Assigned task 1 :: Decide whether each statement below agrees with the excerpt about Blackbird Vineyard wines. Answer yes or no for each, quoting the exact words from the excerpt that settle it. (a) Arriviste is bottled four to six months after its grapes are harvested. (b) Arise is aged only in new French oak barrels. (c) Illustration was the only red wine served at the Vanity Fair Oscars party in 2007.
Assigned task 2 :: Write the next part of the excerpt about Blackbird Vineyard wines, picking up after its last sentence.

Excerpt provided ::
━━━━━━━━━━

Blackbird Vineyard also makes rosé wine called Arriviste. Arriviste is a blend of Blackbird's three signature grapes: Cabernet Sauvignon, Merlot and Cabernet Franc. It pulls inspiration from the gypsies that winemaker Aaron Pott interacted with when living in the Saint-Émilion area of France. The wine is harvested in autumn and uses the saignée method during the winemaking process. It then undergoes a cold fermentation process for six weeks. After sitting in cold storage, it is bottled 4–6 months after the grapes are harvested.

===Arise===

One red blend is called Arise. The name is taken from the Beatles' song "Blackbird". Arise is a blend of Merlot, Cabernet Franc and Cabernet Sauvignon. The label features nine blackbirds on a telephone wire in the position of the starting notes the Beatles' song. Arise uses primarily Merlot grapes, rounded out with Cabernet Sauvignon and Cabernet Franc. It's harvested in the autumn and released two years later after being aged in half-seasoned and half-new French Oak barrels for 21 months.

===Illustration===

Illustration is primarily a Merlot wine, using a majority of Merlot grapes, followed by Cabernet Franc and a small percentage of Cabernet Sauvignon. It's inspired by Pétrus wines. Like other wines under the Blackbird label, it is aged for 21 months in French oak barrels that are majority new and only 25 percent seasoned. Illustration is considered the "heart" of the label's wines, being majority Merlot and heavily inspired by Pomerol-style wines. It was the only red wine served at the Vanity Fair Oscars party in 2007.

━━━━━━━━━━

Exercise data ::
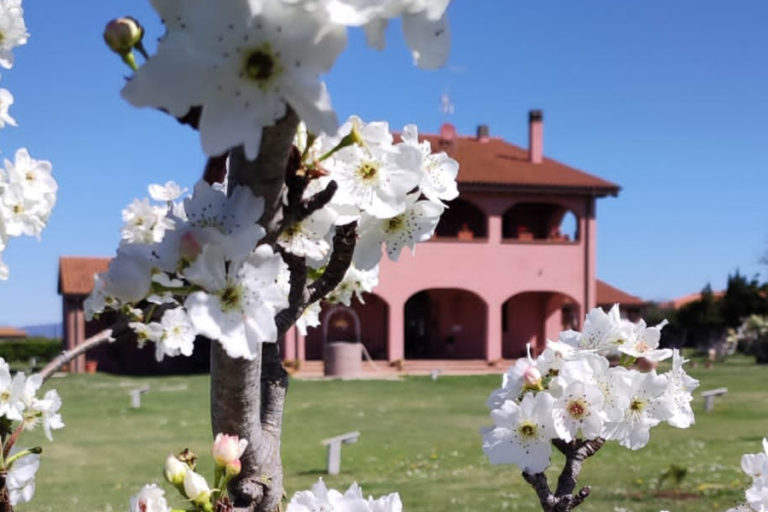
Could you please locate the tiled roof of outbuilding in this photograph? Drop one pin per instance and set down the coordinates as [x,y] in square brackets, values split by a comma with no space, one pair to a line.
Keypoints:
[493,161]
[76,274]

━━━━━━━━━━

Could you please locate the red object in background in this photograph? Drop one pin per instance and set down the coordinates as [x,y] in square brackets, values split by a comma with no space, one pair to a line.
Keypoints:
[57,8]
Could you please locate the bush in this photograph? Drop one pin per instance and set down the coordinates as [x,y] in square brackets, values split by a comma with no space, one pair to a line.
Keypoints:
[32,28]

━━━━━━━━━━

Exercise answer 1 ::
(a) Yes: "it is bottled 4–6 months after the grapes are harvested."
(b) No: "aged in half-seasoned and half-new French Oak barrels for 21 months."
(c) Yes: "It was the only red wine served at the Vanity Fair Oscars party in 2007."

Exercise answer 2 ::
===Paramour===

Blackbirds' Paramour wine is inspired by wines from Château Cheval Blanc. Year to year it focuses more on Cabernet Franc and Merlot, with a smaller amount of Cabernet Sauvignon grapes. It is aged for 21 months in French oak barrels after being harvested in October. The barrels are 75 percent new and 25 percent seasoned, the same as the Contrarian and Illustration.

===Contrarian===

Contrarian is a red blend with a stronger focus on Cabernet Franc, which is often the main grape in the blend, followed by Merlot and Cabernet Sauvignon. The style is in the vein of Château Troplong Mondot and Château Figeac wines. It is harvested in October and released in the spring after fermenting for 21 months in 75 percent new and 25 percent seasoned French oak barrels.